→ REQUIREMENT
Copy the entries word for word. Keep the pictures out.

→ Referring expression pointing data
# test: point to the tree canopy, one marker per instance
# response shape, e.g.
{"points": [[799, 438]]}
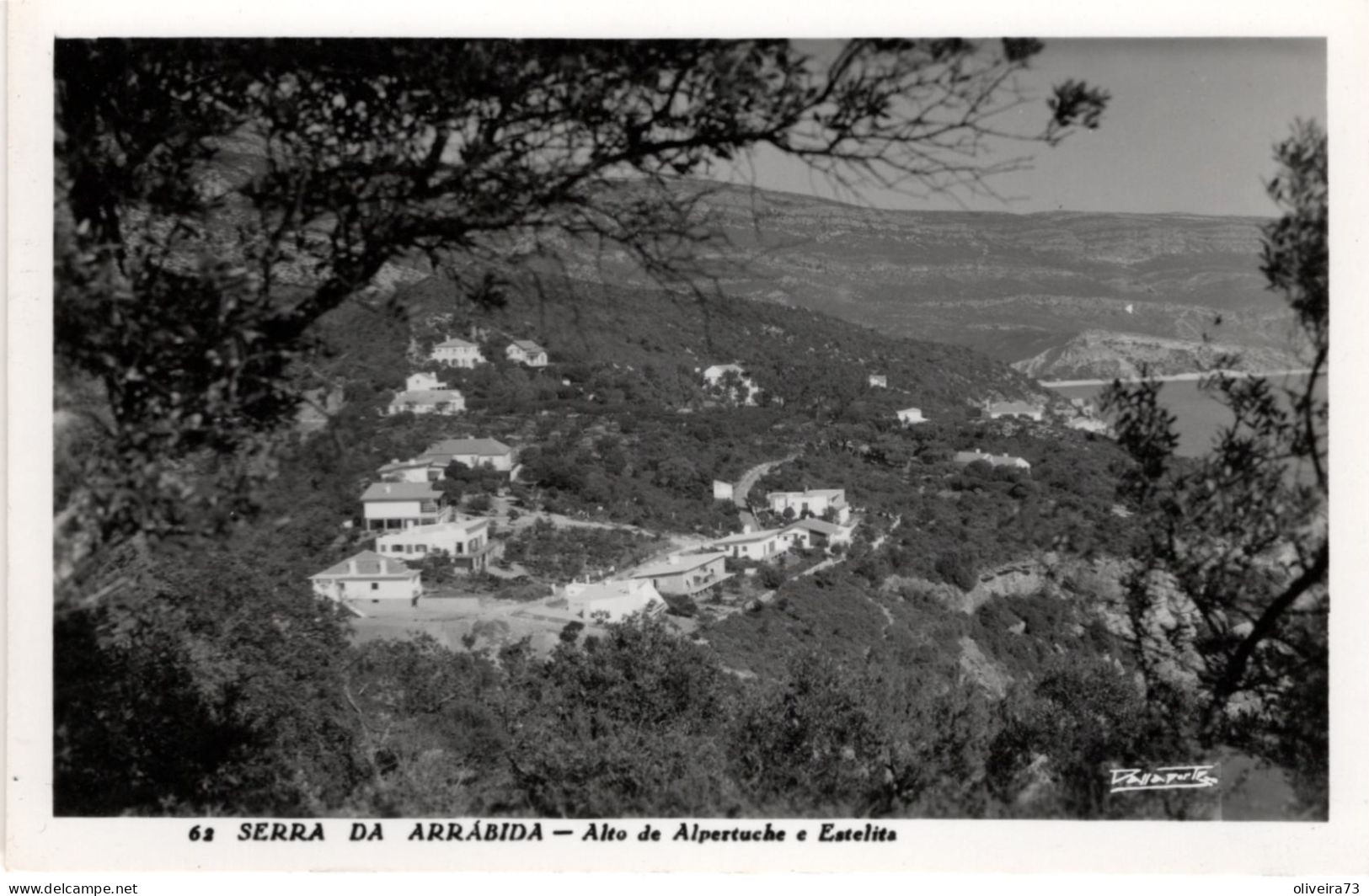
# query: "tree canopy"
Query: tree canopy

→ ANSWER TO THIS EXERCISE
# test: point to the tree canopy, one marker per instance
# response shape, e.g.
{"points": [[799, 438]]}
# query: "tree canopy"
Query: tree canopy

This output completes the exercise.